Type out the material below exactly.

::: Exercise material

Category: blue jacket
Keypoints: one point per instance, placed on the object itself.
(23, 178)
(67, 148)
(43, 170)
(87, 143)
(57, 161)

::::::

### Answer to this problem
Category: blue jacket
Keypoints: one point per instance, placed on the object itself.
(23, 178)
(67, 148)
(43, 170)
(87, 143)
(57, 161)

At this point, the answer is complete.